Take the line containing "Please put a point on each instance of the sky" and every line after it in the data below, and print them exactly as given, with nothing else.

----- Input material

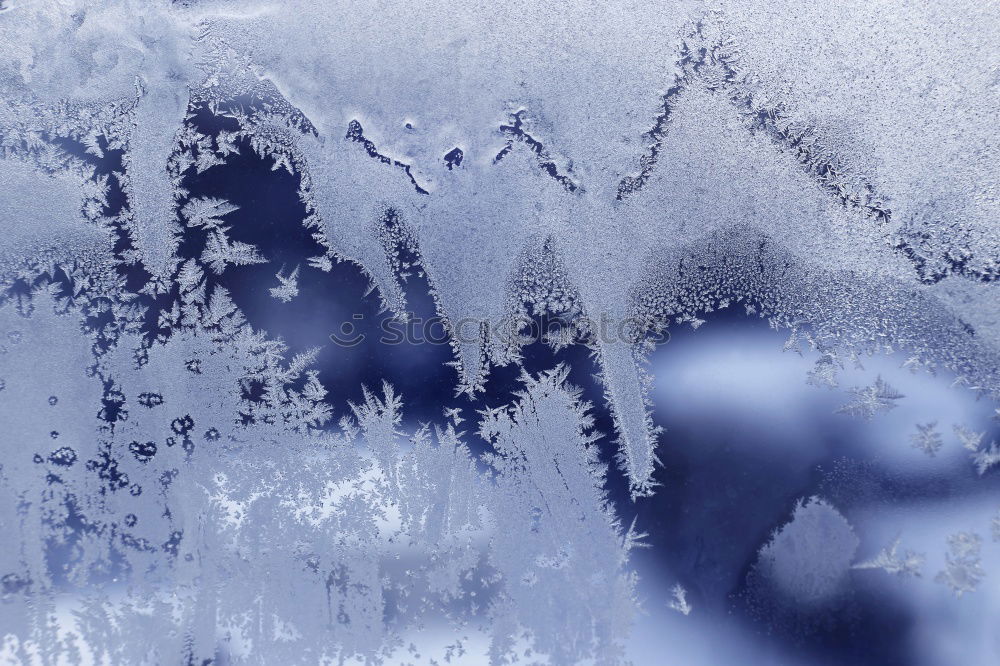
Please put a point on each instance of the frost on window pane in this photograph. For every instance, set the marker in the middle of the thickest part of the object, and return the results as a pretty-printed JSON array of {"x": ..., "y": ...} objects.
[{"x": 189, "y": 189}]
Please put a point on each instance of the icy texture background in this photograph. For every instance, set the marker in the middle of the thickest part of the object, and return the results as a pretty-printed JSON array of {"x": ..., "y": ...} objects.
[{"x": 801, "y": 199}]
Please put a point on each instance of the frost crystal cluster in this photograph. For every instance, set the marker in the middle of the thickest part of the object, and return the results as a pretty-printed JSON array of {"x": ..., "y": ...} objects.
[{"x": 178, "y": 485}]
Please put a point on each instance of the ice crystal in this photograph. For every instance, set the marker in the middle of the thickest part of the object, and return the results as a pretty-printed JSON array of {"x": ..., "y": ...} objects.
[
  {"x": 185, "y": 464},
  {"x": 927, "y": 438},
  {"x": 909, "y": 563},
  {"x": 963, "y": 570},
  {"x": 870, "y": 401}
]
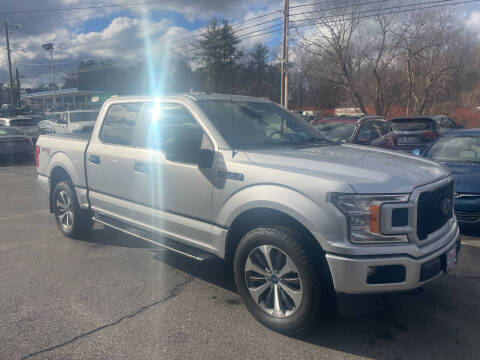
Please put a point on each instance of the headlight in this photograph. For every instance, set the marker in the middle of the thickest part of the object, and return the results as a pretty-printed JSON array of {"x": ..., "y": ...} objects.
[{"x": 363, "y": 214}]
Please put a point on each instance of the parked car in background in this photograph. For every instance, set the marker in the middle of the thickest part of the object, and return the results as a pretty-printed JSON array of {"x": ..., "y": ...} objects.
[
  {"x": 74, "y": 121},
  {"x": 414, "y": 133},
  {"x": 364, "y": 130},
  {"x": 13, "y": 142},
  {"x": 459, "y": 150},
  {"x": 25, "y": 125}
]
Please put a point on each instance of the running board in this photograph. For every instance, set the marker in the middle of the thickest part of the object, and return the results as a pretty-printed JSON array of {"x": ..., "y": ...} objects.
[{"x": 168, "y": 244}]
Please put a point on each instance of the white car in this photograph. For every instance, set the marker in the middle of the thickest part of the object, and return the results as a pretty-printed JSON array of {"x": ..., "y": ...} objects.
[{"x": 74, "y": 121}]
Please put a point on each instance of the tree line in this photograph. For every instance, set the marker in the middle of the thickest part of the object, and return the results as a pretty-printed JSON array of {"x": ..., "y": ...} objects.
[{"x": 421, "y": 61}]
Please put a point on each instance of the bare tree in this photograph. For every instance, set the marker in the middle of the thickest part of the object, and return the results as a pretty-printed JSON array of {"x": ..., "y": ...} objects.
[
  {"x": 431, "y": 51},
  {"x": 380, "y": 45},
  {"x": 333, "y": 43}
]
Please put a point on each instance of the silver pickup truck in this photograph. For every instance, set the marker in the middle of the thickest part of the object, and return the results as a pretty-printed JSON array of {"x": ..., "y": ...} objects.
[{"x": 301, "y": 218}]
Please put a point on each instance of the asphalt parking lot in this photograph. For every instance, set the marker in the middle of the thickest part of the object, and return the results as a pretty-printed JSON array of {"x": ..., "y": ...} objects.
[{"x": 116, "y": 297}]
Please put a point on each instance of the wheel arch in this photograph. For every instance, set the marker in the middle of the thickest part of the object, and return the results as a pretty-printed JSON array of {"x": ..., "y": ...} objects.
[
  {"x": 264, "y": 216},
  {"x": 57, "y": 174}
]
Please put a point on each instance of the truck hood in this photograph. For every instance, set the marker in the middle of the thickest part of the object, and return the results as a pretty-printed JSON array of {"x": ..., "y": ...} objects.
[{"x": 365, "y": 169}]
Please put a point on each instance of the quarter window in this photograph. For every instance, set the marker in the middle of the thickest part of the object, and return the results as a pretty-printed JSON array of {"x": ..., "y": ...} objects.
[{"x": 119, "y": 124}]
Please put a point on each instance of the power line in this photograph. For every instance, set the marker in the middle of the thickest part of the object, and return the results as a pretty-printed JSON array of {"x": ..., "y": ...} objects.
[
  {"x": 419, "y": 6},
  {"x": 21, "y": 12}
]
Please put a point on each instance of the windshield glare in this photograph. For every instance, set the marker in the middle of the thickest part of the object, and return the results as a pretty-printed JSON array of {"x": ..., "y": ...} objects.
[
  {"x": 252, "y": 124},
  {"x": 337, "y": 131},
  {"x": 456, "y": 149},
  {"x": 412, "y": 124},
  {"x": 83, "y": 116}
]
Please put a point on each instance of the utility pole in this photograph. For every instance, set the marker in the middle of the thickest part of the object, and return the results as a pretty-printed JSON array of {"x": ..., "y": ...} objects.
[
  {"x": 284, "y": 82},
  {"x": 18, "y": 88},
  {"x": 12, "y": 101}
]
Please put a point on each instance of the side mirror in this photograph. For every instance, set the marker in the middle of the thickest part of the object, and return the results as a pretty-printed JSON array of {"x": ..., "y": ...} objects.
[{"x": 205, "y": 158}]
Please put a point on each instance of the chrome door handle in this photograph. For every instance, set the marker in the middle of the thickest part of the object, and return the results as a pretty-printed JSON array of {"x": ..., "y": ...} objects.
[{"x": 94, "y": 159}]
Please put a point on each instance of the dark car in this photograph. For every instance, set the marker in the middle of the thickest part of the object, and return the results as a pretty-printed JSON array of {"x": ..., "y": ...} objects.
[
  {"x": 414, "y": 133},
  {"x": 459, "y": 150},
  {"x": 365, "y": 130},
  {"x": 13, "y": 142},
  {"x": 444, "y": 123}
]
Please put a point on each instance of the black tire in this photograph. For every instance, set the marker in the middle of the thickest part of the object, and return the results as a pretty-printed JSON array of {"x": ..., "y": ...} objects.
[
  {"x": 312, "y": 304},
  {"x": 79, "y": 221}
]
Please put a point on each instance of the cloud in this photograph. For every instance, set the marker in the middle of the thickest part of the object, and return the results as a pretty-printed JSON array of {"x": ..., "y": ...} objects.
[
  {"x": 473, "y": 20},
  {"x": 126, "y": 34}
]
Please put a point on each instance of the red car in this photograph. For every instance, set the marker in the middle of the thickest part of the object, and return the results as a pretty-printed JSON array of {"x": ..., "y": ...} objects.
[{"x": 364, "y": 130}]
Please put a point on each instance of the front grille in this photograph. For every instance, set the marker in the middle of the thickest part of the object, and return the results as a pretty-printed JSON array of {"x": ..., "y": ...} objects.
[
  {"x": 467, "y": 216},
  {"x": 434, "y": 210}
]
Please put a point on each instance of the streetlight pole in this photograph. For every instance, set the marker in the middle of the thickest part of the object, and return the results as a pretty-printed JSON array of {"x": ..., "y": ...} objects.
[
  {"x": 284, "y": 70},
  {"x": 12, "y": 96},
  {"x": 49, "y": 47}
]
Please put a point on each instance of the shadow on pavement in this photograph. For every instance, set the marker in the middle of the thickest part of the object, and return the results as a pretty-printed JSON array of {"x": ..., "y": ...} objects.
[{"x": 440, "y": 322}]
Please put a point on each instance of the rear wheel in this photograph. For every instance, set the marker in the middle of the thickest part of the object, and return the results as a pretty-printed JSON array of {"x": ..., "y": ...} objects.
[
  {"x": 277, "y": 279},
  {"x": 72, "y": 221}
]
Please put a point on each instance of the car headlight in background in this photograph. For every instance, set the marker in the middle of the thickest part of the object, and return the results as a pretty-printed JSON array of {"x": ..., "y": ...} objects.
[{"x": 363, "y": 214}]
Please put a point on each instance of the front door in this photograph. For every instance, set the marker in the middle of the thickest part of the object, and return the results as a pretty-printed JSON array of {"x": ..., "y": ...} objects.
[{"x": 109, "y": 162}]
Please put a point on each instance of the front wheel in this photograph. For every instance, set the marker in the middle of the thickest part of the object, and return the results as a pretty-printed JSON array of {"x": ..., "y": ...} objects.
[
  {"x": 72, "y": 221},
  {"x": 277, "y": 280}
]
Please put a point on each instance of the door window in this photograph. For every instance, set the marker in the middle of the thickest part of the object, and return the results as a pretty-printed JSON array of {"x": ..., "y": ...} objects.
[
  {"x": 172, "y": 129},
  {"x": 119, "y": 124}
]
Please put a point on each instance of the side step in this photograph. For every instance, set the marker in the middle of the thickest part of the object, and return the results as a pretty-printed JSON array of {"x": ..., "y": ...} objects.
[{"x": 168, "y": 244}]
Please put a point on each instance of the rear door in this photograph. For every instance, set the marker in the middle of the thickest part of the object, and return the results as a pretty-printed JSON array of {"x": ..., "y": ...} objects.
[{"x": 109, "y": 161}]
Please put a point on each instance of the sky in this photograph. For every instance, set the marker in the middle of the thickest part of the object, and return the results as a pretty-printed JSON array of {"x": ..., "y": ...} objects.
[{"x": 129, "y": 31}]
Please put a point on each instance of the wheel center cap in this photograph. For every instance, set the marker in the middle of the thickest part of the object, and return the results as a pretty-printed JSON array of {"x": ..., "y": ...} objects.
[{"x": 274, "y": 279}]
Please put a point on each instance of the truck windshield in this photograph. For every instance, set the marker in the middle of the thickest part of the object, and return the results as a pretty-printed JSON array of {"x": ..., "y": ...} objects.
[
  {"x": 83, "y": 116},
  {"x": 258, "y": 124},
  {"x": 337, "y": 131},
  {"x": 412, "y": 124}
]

----------

> Full answer
Please put a point on each instance of the sky in this photograph. For every instance, set the marker in the middle of the thickest part of the object, and return the results as a pretty-printed JSON array of {"x": ..., "y": ...} objects.
[{"x": 129, "y": 31}]
Please put a point on each instance of the wheel center cap in this photograph. For every instance, set the marker in the middle of the thickest part of the object, and return the results as a pretty-printed JSON array of {"x": ..., "y": ...} objects.
[{"x": 274, "y": 279}]
Please put a point on each instance of the truck windshield in this photograph. For every instance, set the marker in the middle of the thickest part of the object, and return the results as a pretty-printed JSON array of {"x": ..., "y": ...} objects.
[
  {"x": 83, "y": 116},
  {"x": 258, "y": 124},
  {"x": 337, "y": 131},
  {"x": 412, "y": 124}
]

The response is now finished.